Task directions
When you come to the line with "Query: white embroidered top", begin repeating; continue exactly through the final line of the records and include nothing from before.

Source material
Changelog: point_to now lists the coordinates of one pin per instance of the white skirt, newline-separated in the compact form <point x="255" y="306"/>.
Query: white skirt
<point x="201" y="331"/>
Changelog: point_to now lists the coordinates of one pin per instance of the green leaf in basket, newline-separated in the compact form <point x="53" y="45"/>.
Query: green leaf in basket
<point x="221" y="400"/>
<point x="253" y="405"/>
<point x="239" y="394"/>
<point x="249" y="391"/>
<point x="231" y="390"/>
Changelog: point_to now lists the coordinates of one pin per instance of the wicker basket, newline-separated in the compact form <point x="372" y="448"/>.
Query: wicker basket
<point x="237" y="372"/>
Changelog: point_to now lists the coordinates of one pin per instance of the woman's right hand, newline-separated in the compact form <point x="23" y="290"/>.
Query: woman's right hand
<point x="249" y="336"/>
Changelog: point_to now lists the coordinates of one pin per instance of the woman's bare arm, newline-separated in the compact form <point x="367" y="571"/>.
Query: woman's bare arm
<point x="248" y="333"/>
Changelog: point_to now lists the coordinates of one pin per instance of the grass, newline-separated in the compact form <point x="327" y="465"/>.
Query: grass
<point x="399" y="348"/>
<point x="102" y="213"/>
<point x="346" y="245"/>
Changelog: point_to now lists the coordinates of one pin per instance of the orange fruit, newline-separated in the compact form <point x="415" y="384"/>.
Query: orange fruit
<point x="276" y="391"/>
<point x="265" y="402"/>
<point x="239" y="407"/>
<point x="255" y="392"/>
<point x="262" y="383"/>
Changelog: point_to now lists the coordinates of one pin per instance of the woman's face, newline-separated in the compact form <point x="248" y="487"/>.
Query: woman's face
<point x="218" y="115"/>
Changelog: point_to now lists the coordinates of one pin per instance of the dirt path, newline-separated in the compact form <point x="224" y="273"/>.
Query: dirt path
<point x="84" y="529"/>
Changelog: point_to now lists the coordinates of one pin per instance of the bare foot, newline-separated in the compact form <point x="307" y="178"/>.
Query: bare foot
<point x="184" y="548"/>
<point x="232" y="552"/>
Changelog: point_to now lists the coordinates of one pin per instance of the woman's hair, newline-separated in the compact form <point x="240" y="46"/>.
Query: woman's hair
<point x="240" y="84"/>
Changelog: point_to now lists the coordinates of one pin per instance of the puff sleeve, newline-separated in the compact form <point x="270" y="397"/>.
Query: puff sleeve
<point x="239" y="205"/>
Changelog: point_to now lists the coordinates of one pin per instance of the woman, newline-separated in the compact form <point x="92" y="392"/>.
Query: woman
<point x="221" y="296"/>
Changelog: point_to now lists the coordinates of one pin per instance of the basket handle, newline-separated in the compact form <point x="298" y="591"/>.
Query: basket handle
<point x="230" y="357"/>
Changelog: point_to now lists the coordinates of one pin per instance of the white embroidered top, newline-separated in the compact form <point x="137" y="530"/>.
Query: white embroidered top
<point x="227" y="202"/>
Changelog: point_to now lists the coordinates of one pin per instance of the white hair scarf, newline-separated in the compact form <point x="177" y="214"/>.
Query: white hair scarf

Written solution
Query: white embroidered top
<point x="227" y="202"/>
Changelog: point_to now lists the coordinates of one pin per instance of the white hair scarf, newline-separated in the compact form <point x="177" y="214"/>.
Query: white hair scarf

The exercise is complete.